• _To be done_:
Below are some records: retype them all exactly, but not the pictures.

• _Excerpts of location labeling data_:
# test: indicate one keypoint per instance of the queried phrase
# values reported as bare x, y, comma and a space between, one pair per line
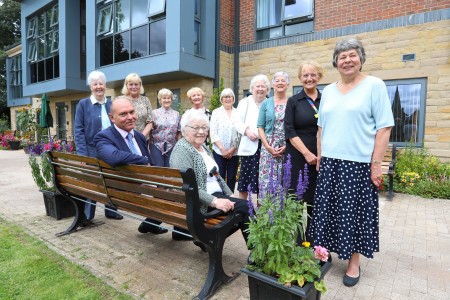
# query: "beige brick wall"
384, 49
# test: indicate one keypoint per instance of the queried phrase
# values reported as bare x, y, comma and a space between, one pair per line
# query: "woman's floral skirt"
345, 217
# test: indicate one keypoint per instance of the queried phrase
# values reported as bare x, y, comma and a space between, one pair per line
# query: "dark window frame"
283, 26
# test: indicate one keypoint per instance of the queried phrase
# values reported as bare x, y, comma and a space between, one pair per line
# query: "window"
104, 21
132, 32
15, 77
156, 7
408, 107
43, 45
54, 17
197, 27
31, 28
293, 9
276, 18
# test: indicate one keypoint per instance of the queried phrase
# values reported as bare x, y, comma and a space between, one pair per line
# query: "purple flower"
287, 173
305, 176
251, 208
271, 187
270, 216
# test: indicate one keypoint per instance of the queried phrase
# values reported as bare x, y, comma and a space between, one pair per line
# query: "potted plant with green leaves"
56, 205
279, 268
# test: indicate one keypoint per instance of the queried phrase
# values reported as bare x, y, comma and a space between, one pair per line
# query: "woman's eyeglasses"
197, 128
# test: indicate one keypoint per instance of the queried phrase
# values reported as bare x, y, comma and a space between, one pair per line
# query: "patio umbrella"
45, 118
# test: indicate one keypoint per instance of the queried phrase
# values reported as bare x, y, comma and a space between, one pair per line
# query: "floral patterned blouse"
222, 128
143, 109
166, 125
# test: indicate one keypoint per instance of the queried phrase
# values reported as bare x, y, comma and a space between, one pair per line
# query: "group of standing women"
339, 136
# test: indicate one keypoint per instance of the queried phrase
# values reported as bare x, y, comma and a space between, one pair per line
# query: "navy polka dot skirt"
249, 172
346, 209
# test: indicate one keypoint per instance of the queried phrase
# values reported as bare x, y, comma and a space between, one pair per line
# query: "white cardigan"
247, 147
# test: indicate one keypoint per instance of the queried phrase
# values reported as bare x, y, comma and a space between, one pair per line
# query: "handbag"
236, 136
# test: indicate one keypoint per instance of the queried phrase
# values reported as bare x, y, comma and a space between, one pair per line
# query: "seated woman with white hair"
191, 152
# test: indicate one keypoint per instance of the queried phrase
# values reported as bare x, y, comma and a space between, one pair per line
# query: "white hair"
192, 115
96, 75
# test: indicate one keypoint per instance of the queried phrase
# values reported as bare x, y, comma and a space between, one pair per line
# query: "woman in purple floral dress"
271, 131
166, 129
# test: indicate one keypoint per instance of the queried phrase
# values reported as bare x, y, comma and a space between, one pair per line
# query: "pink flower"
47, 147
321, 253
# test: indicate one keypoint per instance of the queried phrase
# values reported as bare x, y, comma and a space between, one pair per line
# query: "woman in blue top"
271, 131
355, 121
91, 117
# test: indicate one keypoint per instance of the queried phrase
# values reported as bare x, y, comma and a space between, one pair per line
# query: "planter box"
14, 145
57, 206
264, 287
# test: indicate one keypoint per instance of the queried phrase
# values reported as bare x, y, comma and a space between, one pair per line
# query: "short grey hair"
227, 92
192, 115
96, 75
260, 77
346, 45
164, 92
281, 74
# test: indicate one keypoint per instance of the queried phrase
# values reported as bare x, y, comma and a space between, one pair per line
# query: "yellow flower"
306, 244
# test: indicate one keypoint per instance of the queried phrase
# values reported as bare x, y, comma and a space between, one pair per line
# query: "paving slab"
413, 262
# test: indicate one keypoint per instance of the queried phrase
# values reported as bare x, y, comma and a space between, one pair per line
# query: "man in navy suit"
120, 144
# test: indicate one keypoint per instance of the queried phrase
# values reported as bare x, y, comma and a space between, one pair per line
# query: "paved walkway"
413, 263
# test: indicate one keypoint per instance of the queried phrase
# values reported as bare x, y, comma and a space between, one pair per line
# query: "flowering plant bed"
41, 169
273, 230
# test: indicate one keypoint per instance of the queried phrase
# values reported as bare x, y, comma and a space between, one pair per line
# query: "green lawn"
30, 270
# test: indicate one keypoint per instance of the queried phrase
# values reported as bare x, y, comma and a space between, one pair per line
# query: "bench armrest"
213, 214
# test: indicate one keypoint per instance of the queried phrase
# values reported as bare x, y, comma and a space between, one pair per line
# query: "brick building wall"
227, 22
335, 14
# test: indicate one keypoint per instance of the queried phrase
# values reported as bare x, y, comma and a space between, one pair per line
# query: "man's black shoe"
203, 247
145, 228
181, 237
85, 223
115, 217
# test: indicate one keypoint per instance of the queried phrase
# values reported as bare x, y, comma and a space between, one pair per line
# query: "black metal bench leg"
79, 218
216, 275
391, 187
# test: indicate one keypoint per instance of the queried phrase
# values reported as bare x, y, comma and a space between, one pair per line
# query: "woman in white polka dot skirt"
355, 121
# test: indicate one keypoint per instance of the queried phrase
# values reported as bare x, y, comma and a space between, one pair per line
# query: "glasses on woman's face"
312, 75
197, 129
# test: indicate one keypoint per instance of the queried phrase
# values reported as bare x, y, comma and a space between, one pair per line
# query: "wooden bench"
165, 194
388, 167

• _Full response_:
# test: indicate one keypoint per instance of the queried phrase
# values reported as bare x, y, comma and a space between, one pair per line
# query: "beige brick wall"
384, 49
# test: indicate one keypoint per instance of the queried phrase
# values reported as bare x, y, comma and a space between, one pair per line
# query: "woman's floral skirt"
345, 217
# test: indicate one keypoint per instance of the queried phrase
# values reported as bare x, y, comma and a space between, one pair per line
# query: "dark window frame"
283, 26
# test: indicate one keypoint per instance of the queried phrase
# values reported as bare x, y, comma and a space between, one pair per line
# query: "window"
104, 21
132, 32
15, 77
156, 7
408, 107
43, 45
54, 17
197, 27
31, 28
293, 9
276, 18
# test: indicate one keypoint per instance of the queried phrase
# values reported as bare x, y, comma and a space between, one pair per line
# query: "purple flower"
287, 173
305, 176
251, 208
271, 187
270, 216
# test: indicate one keypoint per instance of the queried phrase
# values reported as bare x, y, comma and a space between, one pair per line
# query: "potted plant with green leaves"
56, 205
279, 268
# test: indicate one keypoint per instance of the queried phrase
# values reported as bare x, y, comma and a space between, one pair per line
# query: "woman's eyeglasses"
197, 128
# test: indicate one keypoint per instance of the queried phrase
# values reported as bare x, y, comma and a space between, one pair per line
# query: "patio umbrella"
45, 118
# test: indicate one keypoint per instance of the queried phrase
# values reported as bare x, y, comma and a space between, one pair per line
# query: "floral patterned blouse"
222, 128
143, 109
166, 125
# test: indicate one keypoint per instance of the queried phrase
# values reported as bare x, y, comma and a space between, one pair per line
# query: "group of standing women"
339, 136
# test: indicate one keypoint per instance of the queried phrase
# values reported as bare x, y, comma and a space between, one pair per line
# query: "navy polka dot skirt"
249, 172
346, 209
# test: indicate one keypoint per instance of the queried phrase
# values reported as bare x, y, comma and a space between, one pair per line
# query: "white cardigan"
247, 147
# test: indicate one keypoint per instance of the queried phrase
# values reported as bare x, y, comma and a space between, one pair per line
# query: "handbag"
236, 136
# test: indicate one keypoint per instance of the queried phrase
# values reported as bare x, y, comma and a space between, one pair per line
# query: "seated woman with white hair"
191, 152
# test: indicate one keypoint per instance of the queried phrase
# values reported as bare x, y, comma and a space between, one pair per line
# query: "white hair"
192, 115
96, 75
# test: indicate one keypoint per instance of the queried phrase
# values reported as bare x, y, comma and a space between, one pair per line
# query: "woman in purple floral dress"
271, 131
166, 129
# test: indicate one keypoint per instance of the queried phrase
# values reported as bare x, y, comma and a space between, one pair per line
# query: "pink flower"
47, 147
321, 253
# test: indicate one keypoint per instance of the queried phrase
# values reported as bare x, y, comma and a space between, one pair per line
# query: "woman in blue top"
271, 131
355, 121
91, 117
# test: indicate one keypoint per instance of the queried phrase
# values reported as bare x, y, comma and a space between, one pair per line
# query: "planter box"
14, 145
57, 206
264, 287
# test: indicate one keypoint per instance of the queried phrase
# values reported as bare x, y, comma and a space between, one pair per line
# query: "short grey hair"
227, 92
192, 115
96, 75
260, 77
346, 45
164, 92
281, 74
# test: indicate one keypoint per instance of the queried phrase
# values reported as bare x, y, comma and a space between, one pair per line
# query: "yellow flower"
306, 244
# test: indicate one keypoint per instance of the queried phrase
# values reported as bare x, y, comma and a space between, one pair per line
# query: "paving slab"
413, 262
# test: indicate one keypoint per instance of the queried phrase
# values reported as bare x, y, comma and a space between, one pair per line
# query: "man in navy suit"
120, 144
# test: indicate one keypoint per instance of the queried phrase
# values reported as bare x, y, comma and a space between, one pair per line
# query: "paved walkway"
413, 263
# test: indicate one keypoint per instance of the queried phrase
# values reported as bare x, y, comma and a space between, one pair per line
# query: "flowering plant bed"
41, 169
273, 230
# test: indicate one keypoint per instance of the queried phrase
# values reported as bare x, y, comma and a space between, one pair per line
# query: "green lawn"
30, 270
# test: indicate one keypoint per instance of the queried phrase
# values reported as bare x, y, comma and a space between, one pair per line
# query: "bench armrest"
213, 214
# test: indicate one keypoint per instance of the queried phrase
# values reported as bare x, y, comma and a space between, one pair per line
# query: "brick building wall"
227, 22
335, 14
# test: indicate one keypoint per instance of the queried phrase
# values reported as bare x, y, comma and a space between, one pair per line
# query: "man's black shoe"
203, 247
145, 228
181, 237
85, 223
115, 217
# test: indicate one keypoint per instance of the queried phrase
# values reported as bare x, y, comma and a space between, one pair per line
# query: "black metal bench leg"
79, 218
216, 275
391, 187
# test: indicate one keypoint per instance of the queried phrase
# values reported as bare x, y, comma and a space between, one pair per line
# query: "woman in white polka dot skirt"
355, 121
# test: indicate one keypoint per instance of the queried phrase
# values reported as bare x, y, comma and a space between, one pair per line
# query: "glasses on woman's face"
312, 75
197, 129
# test: indicate one keypoint per instance of the queried phrase
# values reported as bare x, y, comma and a space between, one pair per line
# query: "wooden bench"
165, 194
388, 167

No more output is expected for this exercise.